Work required: Transcribe exactly the portion of the listing below that runs from the line containing "Query: shallow fountain pool" through its last line.

++++++++++++++++++++

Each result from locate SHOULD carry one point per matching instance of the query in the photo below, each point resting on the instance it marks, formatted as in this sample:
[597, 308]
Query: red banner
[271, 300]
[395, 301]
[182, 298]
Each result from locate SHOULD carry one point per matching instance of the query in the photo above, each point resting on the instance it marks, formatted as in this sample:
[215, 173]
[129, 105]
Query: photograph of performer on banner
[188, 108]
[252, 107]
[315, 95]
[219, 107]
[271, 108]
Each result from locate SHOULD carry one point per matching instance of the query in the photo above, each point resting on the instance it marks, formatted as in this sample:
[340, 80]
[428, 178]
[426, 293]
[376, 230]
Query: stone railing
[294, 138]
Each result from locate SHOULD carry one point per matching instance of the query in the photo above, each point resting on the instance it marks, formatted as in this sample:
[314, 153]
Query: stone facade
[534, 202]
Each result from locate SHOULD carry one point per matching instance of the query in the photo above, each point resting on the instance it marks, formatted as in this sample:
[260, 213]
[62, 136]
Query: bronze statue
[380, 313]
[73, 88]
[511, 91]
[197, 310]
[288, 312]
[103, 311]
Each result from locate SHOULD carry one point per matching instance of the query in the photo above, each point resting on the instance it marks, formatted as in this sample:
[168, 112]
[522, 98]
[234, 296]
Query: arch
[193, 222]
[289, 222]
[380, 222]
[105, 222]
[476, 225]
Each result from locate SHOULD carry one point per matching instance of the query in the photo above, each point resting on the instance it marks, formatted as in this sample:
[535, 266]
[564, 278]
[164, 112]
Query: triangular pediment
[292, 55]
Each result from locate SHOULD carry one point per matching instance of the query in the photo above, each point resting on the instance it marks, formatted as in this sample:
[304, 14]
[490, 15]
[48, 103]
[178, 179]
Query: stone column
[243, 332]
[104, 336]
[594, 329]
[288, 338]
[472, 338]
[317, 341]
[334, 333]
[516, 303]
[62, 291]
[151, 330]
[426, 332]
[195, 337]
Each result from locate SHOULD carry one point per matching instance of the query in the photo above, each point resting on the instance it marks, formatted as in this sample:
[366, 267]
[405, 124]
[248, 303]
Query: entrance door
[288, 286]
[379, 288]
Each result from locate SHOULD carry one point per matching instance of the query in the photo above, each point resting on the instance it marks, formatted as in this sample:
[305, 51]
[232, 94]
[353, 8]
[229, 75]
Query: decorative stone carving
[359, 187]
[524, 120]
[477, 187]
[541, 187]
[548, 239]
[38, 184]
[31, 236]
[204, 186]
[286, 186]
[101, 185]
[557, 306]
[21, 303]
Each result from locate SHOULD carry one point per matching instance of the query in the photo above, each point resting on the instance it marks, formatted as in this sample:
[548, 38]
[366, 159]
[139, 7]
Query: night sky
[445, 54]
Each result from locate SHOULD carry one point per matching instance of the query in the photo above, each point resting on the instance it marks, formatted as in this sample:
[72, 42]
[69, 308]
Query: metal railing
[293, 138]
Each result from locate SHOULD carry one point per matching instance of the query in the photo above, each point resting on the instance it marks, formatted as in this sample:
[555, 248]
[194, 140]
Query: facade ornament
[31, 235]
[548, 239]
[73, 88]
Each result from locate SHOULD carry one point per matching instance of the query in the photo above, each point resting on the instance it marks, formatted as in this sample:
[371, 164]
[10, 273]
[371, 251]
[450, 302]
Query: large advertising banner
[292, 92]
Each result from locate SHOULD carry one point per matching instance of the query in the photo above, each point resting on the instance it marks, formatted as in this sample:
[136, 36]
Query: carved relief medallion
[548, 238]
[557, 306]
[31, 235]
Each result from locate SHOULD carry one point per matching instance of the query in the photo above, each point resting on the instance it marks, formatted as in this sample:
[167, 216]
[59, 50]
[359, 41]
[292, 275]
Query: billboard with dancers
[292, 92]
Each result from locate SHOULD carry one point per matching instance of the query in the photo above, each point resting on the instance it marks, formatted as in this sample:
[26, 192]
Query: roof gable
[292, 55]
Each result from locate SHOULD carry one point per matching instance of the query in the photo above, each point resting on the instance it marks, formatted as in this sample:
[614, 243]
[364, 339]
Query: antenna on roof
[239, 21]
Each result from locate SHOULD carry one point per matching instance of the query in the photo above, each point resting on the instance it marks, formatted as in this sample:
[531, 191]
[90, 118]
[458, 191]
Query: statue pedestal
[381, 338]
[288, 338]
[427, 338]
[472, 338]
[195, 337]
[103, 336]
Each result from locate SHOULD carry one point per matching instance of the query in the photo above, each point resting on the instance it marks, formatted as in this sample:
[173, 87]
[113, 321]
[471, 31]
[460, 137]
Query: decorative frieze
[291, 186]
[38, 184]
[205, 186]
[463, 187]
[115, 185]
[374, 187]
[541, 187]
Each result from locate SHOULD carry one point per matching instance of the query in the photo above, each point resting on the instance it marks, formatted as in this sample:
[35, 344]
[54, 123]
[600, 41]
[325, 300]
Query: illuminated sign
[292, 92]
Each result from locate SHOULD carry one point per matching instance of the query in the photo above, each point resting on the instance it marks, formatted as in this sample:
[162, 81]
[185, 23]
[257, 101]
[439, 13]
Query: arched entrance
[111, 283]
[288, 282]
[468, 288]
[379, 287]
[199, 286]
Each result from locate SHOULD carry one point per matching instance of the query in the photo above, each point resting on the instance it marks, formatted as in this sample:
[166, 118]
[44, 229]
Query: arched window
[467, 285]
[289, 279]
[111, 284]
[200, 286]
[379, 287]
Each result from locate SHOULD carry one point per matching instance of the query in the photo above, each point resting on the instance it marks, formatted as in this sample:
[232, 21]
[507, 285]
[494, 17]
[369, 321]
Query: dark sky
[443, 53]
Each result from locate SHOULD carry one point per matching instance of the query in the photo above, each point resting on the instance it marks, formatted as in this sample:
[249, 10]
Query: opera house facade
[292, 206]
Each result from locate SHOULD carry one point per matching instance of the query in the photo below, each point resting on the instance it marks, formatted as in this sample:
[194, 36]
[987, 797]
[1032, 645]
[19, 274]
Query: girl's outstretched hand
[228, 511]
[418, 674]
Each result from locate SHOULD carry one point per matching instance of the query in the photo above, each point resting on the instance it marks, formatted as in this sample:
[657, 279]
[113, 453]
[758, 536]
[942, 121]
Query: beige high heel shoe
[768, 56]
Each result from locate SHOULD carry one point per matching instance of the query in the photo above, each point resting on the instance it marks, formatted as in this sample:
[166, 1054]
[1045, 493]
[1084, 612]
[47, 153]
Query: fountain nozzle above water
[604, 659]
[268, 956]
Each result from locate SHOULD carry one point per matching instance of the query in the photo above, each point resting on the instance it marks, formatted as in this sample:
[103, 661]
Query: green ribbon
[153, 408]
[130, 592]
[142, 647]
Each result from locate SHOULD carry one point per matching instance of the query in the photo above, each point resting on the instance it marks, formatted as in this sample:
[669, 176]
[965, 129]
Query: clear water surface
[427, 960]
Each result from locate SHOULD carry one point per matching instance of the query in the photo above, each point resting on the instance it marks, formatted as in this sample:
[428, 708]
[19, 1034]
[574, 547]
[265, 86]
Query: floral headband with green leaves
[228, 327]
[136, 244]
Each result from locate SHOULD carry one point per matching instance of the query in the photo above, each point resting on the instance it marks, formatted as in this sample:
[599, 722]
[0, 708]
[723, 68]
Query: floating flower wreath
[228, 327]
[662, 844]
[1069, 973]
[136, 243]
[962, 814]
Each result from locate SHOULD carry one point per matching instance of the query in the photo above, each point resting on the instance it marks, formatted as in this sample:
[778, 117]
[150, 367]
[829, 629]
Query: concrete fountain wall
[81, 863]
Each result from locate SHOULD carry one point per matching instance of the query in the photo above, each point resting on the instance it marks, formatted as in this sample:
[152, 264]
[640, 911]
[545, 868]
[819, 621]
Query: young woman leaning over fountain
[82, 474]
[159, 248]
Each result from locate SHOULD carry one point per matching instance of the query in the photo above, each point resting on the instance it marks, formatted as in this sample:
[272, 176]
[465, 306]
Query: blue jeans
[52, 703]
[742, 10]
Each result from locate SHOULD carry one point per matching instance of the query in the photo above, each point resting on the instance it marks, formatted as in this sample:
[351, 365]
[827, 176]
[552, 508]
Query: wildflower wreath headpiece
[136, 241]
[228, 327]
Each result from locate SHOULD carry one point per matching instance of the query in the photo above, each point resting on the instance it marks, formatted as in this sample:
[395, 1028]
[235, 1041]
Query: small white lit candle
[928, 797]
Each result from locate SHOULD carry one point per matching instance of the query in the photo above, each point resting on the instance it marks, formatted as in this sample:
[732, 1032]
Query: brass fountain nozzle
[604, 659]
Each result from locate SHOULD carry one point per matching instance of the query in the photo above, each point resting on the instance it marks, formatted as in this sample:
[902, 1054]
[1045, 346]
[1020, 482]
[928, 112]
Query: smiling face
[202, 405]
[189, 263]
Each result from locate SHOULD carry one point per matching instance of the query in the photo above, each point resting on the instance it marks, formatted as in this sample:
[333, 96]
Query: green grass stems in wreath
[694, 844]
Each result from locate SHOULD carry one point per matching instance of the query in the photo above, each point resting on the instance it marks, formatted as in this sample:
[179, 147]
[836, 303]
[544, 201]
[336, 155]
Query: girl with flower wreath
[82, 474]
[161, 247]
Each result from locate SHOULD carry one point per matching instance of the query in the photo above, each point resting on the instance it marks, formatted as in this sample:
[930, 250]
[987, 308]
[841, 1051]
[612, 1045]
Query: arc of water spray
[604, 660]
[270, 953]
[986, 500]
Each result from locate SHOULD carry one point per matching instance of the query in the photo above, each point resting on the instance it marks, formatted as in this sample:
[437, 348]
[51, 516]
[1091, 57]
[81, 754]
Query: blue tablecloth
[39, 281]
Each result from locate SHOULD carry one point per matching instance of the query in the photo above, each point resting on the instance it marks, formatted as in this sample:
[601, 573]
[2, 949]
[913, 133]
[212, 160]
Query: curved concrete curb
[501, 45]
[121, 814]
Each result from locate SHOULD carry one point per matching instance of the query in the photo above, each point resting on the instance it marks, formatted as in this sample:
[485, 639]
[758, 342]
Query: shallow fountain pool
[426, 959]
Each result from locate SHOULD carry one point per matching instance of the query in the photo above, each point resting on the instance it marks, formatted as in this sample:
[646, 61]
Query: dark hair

++++++++++++++++++++

Answer box:
Query: shallow fountain pool
[426, 959]
Each result from locate SHOULD carry one point per matching instance of the query in the photo above, each point resting on the instance it marks, formatted as in this sample:
[646, 61]
Query: dark hair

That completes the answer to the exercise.